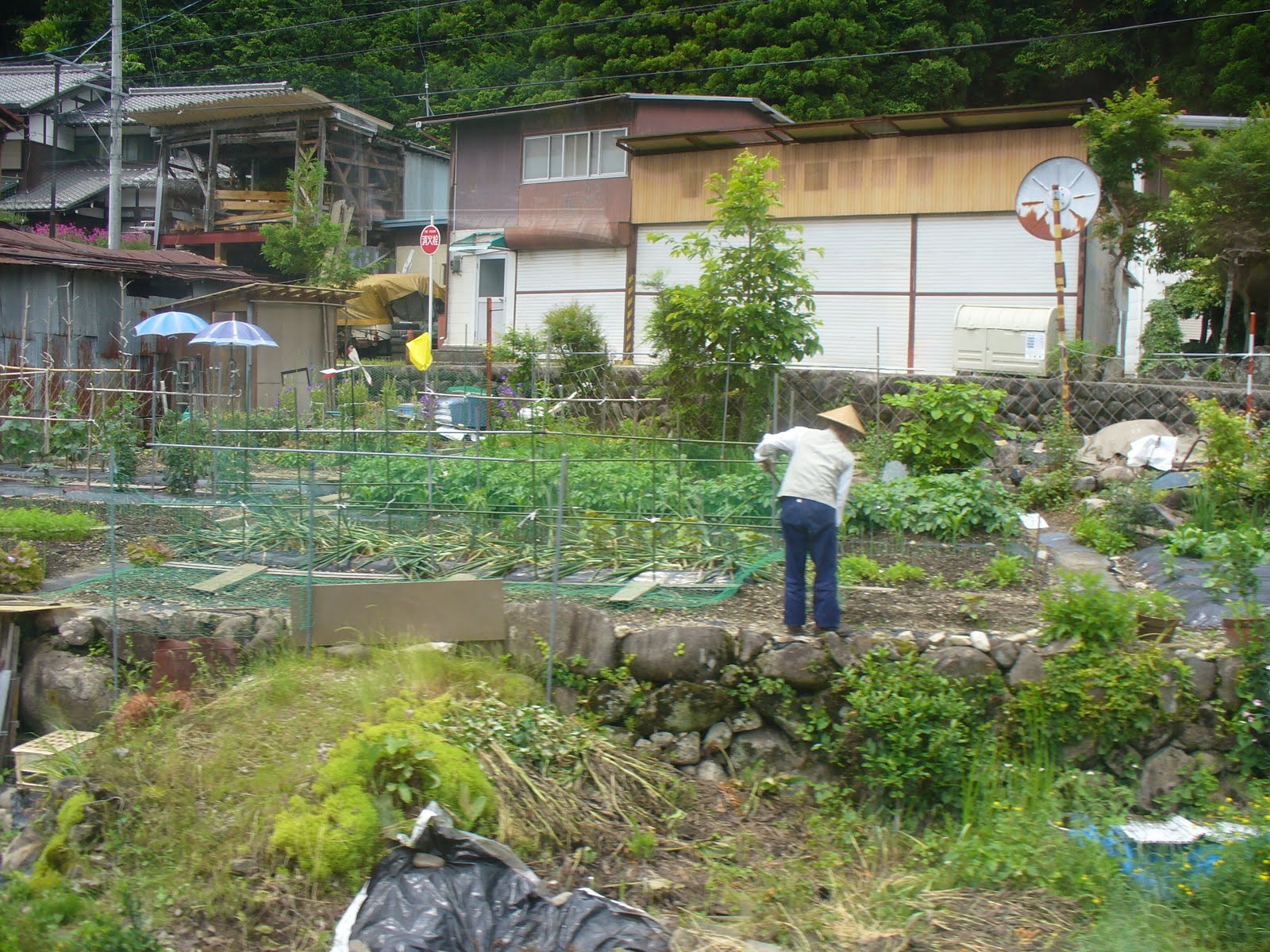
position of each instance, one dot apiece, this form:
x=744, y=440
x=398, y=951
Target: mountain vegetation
x=812, y=59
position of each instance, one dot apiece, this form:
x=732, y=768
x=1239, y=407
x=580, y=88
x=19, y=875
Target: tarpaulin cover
x=484, y=899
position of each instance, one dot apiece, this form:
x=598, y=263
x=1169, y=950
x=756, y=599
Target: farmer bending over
x=813, y=495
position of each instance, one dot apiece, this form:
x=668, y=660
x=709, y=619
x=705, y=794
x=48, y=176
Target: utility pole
x=114, y=211
x=52, y=171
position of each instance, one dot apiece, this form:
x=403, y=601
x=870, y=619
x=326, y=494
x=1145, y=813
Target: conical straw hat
x=846, y=416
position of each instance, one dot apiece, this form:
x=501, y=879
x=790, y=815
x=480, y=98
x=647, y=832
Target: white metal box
x=1003, y=340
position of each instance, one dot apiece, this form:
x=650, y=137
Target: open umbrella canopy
x=234, y=334
x=171, y=323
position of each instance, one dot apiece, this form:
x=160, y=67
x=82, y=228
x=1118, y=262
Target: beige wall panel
x=977, y=171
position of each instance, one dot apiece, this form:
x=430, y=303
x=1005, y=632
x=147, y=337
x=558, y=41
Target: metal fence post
x=556, y=570
x=114, y=596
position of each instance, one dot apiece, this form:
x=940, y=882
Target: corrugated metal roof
x=25, y=86
x=76, y=184
x=1006, y=117
x=264, y=291
x=586, y=101
x=23, y=248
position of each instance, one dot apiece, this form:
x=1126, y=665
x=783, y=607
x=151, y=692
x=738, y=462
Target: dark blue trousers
x=810, y=530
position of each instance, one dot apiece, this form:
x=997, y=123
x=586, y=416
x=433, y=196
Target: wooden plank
x=633, y=589
x=225, y=579
x=391, y=612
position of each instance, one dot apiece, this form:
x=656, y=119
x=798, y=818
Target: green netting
x=270, y=590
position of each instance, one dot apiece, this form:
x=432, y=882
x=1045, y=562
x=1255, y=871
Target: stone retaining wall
x=694, y=720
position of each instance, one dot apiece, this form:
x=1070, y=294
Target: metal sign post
x=1056, y=201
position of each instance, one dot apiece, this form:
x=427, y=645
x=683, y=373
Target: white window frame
x=556, y=141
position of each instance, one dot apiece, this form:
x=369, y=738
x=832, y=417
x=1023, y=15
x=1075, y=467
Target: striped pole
x=1060, y=286
x=1248, y=385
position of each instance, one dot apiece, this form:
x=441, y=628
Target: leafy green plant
x=901, y=573
x=751, y=311
x=148, y=551
x=118, y=436
x=1100, y=692
x=182, y=466
x=641, y=844
x=946, y=505
x=40, y=524
x=950, y=425
x=906, y=735
x=1081, y=608
x=21, y=436
x=21, y=568
x=1091, y=530
x=1005, y=570
x=855, y=569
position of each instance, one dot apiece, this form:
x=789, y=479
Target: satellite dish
x=1079, y=196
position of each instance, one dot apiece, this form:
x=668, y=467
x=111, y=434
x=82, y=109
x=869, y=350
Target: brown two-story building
x=541, y=206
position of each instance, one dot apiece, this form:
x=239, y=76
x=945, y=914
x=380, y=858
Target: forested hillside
x=813, y=59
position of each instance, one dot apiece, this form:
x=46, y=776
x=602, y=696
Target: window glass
x=613, y=160
x=489, y=279
x=577, y=155
x=537, y=158
x=556, y=156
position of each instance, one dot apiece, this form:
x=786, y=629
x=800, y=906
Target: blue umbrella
x=234, y=334
x=171, y=323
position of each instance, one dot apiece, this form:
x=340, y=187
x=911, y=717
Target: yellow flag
x=421, y=352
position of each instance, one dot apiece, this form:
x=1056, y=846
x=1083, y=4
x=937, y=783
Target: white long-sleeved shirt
x=819, y=469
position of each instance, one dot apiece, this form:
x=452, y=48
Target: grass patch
x=40, y=524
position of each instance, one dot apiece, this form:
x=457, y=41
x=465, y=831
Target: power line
x=455, y=41
x=804, y=61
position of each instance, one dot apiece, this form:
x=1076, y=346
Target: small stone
x=747, y=720
x=686, y=749
x=717, y=739
x=711, y=772
x=1005, y=653
x=1029, y=668
x=352, y=654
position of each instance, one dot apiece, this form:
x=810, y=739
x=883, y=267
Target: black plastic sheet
x=483, y=899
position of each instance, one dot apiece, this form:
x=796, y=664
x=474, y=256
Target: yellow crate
x=29, y=757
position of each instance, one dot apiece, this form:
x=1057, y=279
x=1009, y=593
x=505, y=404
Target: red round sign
x=429, y=239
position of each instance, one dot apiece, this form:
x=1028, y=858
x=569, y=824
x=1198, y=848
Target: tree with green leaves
x=1218, y=213
x=314, y=244
x=722, y=340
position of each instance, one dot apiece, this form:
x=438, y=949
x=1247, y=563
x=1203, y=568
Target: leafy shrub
x=906, y=735
x=952, y=427
x=1105, y=695
x=183, y=467
x=946, y=505
x=21, y=569
x=1083, y=608
x=1047, y=492
x=855, y=569
x=899, y=573
x=337, y=837
x=1091, y=530
x=40, y=524
x=1005, y=570
x=117, y=433
x=148, y=551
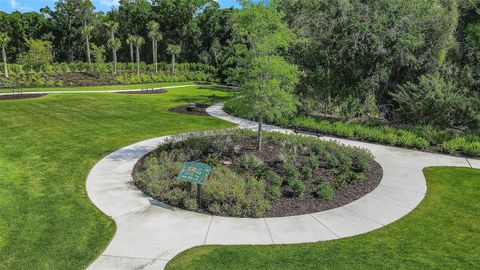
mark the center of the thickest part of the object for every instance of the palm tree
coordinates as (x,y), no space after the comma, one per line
(173,50)
(130,44)
(86,31)
(155,36)
(113,44)
(138,41)
(4,40)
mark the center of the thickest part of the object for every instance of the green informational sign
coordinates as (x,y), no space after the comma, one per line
(194,172)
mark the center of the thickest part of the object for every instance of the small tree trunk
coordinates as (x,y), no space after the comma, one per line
(5,67)
(131,53)
(88,51)
(138,61)
(173,64)
(259,138)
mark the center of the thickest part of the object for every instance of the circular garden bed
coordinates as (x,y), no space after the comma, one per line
(21,96)
(290,175)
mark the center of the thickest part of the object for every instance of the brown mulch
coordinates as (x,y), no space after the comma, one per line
(201,109)
(144,92)
(21,96)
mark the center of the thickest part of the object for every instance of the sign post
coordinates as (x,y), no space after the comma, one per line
(196,173)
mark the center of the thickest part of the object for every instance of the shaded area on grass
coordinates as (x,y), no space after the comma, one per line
(442,233)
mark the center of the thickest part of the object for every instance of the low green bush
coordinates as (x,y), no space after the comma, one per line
(254,180)
(325,191)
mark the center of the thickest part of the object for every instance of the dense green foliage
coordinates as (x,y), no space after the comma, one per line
(47,148)
(403,60)
(441,233)
(252,180)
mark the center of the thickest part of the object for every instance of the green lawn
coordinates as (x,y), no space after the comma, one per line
(47,147)
(110,87)
(442,233)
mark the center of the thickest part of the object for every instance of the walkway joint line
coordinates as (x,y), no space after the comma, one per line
(362,215)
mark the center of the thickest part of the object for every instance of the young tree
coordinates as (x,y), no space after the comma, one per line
(4,40)
(113,43)
(138,41)
(173,50)
(155,36)
(86,35)
(130,44)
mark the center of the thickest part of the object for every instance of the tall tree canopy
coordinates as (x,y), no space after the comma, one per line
(65,22)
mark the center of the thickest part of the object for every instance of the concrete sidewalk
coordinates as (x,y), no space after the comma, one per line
(150,233)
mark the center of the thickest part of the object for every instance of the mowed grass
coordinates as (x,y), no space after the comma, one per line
(48,146)
(109,87)
(442,233)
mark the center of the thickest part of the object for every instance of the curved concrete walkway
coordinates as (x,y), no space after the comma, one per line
(150,233)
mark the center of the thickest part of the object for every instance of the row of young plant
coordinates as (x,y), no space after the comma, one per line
(419,137)
(249,188)
(19,69)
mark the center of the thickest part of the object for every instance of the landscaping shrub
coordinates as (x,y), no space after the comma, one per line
(84,74)
(252,180)
(325,191)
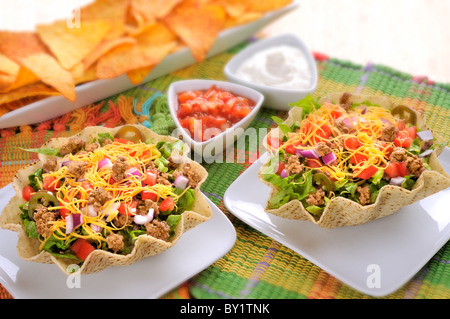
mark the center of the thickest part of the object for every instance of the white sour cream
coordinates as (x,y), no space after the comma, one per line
(281,66)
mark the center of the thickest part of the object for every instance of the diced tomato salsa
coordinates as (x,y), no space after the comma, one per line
(207,113)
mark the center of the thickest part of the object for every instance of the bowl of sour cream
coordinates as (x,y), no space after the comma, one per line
(282,68)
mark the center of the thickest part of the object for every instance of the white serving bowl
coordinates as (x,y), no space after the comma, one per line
(217,144)
(275,98)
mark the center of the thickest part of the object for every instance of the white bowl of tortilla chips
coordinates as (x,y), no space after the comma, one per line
(340,211)
(144,245)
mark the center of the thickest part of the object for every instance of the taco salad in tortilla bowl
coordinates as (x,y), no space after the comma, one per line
(348,159)
(105,197)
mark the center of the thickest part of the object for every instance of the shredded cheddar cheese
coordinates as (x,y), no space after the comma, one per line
(73,193)
(363,123)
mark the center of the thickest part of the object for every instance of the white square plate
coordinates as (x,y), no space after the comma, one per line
(148,278)
(376,258)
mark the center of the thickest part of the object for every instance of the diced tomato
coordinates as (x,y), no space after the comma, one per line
(323,133)
(290,149)
(274,142)
(386,148)
(127,209)
(280,167)
(403,139)
(82,248)
(186,96)
(401,125)
(412,131)
(313,163)
(397,169)
(352,143)
(151,177)
(63,211)
(335,113)
(358,158)
(167,204)
(215,108)
(149,195)
(123,141)
(50,184)
(27,192)
(87,186)
(368,172)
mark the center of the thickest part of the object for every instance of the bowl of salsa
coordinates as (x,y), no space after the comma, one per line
(211,115)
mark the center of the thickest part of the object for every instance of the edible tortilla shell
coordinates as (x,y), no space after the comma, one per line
(344,212)
(98,260)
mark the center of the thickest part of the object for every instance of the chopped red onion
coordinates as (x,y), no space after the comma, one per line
(426,153)
(96,228)
(133,172)
(111,209)
(311,153)
(351,122)
(425,135)
(91,211)
(73,221)
(143,219)
(105,163)
(329,158)
(181,182)
(397,181)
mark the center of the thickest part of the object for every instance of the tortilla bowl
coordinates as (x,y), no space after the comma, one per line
(340,211)
(98,260)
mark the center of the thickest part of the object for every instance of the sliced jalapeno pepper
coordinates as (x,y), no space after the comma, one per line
(323,181)
(43,198)
(406,113)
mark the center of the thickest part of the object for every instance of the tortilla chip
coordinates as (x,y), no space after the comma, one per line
(71,45)
(267,5)
(151,47)
(26,49)
(149,11)
(112,11)
(344,212)
(98,260)
(104,47)
(27,91)
(205,23)
(8,66)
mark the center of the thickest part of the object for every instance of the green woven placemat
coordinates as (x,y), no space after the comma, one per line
(257,266)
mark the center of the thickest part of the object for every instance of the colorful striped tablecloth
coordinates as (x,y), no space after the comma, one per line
(257,266)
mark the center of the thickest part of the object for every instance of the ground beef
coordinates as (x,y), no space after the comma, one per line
(115,242)
(43,218)
(157,229)
(72,146)
(119,168)
(92,147)
(341,127)
(398,155)
(415,165)
(106,142)
(163,179)
(122,220)
(389,132)
(50,165)
(318,198)
(144,206)
(98,197)
(323,149)
(364,194)
(345,101)
(77,168)
(293,165)
(193,177)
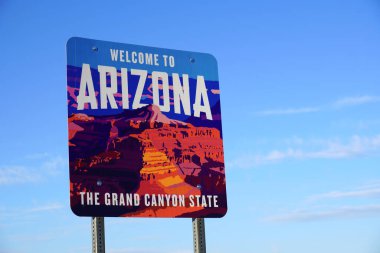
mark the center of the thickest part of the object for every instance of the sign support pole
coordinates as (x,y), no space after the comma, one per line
(98,241)
(199,235)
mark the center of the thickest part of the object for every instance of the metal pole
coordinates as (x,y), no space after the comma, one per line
(98,242)
(199,235)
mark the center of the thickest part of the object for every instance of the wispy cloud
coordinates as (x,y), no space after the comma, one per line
(339,103)
(340,212)
(16,175)
(333,149)
(45,208)
(47,165)
(288,111)
(375,192)
(352,101)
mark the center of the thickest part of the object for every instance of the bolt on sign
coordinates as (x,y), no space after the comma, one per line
(145,133)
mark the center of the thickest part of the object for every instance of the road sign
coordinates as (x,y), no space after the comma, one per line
(145,134)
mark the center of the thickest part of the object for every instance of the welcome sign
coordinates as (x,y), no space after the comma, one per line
(145,134)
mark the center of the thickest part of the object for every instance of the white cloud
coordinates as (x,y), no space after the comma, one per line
(289,111)
(54,165)
(375,192)
(340,103)
(333,149)
(352,101)
(47,165)
(340,212)
(45,208)
(17,174)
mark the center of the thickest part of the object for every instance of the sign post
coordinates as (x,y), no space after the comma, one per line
(98,236)
(199,235)
(145,134)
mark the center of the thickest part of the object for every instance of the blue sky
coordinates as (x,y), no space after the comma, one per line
(300,98)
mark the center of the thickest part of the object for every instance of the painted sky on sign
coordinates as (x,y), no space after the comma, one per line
(300,99)
(192,63)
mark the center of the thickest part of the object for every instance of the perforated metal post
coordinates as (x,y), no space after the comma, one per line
(98,242)
(199,235)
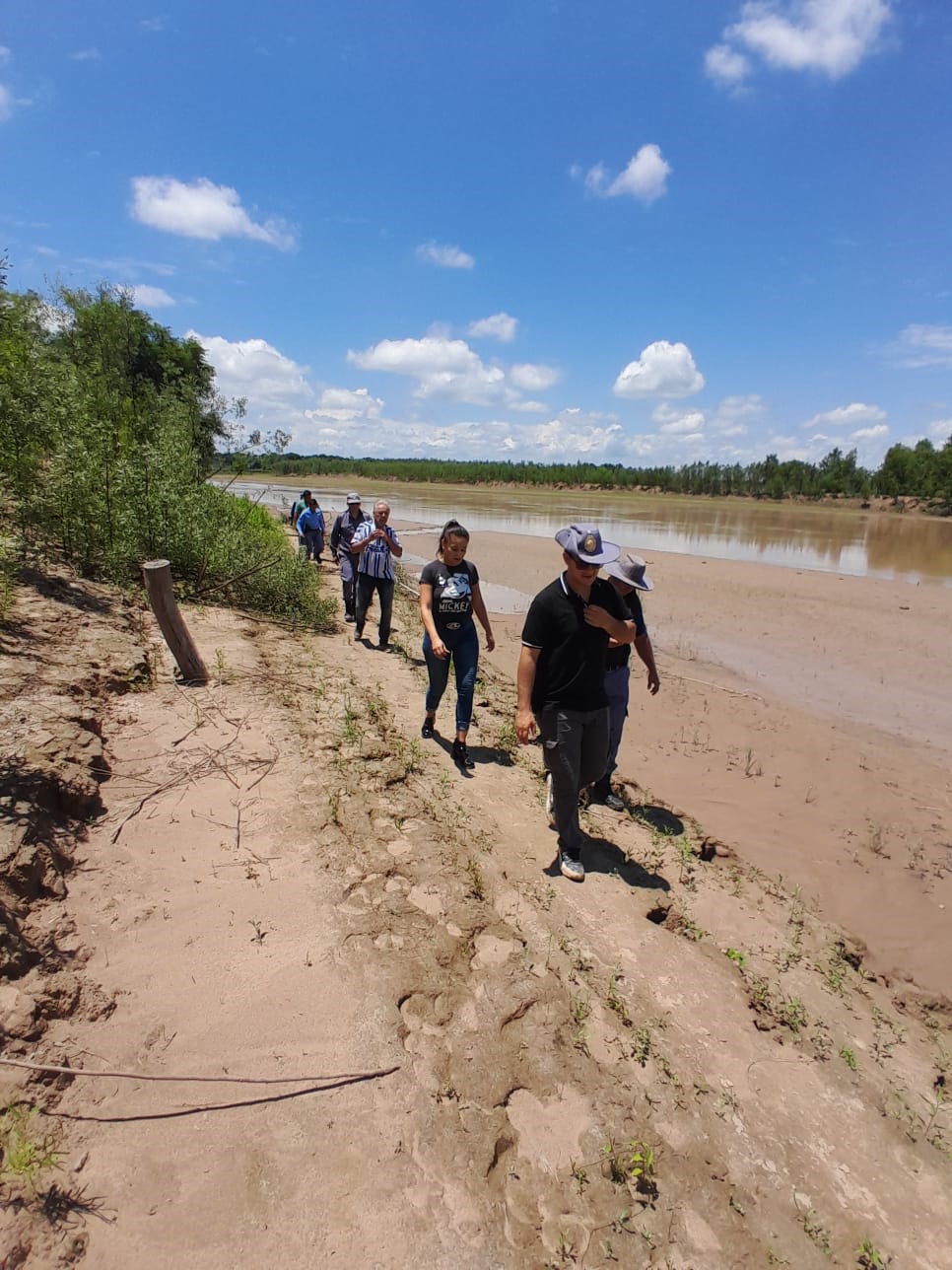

Description of the task:
In the entries above, one line contains "x=151, y=692" and another contains "x=1255, y=871". Reproduce exactly those two lines and the lines between them, nothing else.

Reply to the task:
x=151, y=692
x=738, y=462
Target: dark blue trousers
x=810, y=530
position of each instance, one dot apiece, this form:
x=997, y=123
x=586, y=416
x=433, y=196
Target: wooden plank
x=633, y=589
x=225, y=579
x=391, y=612
position of each instance, one dot apiece, this form:
x=656, y=119
x=798, y=818
Target: green netting
x=270, y=590
position of each instance, one dot apiece, this form:
x=432, y=882
x=1045, y=562
x=1255, y=871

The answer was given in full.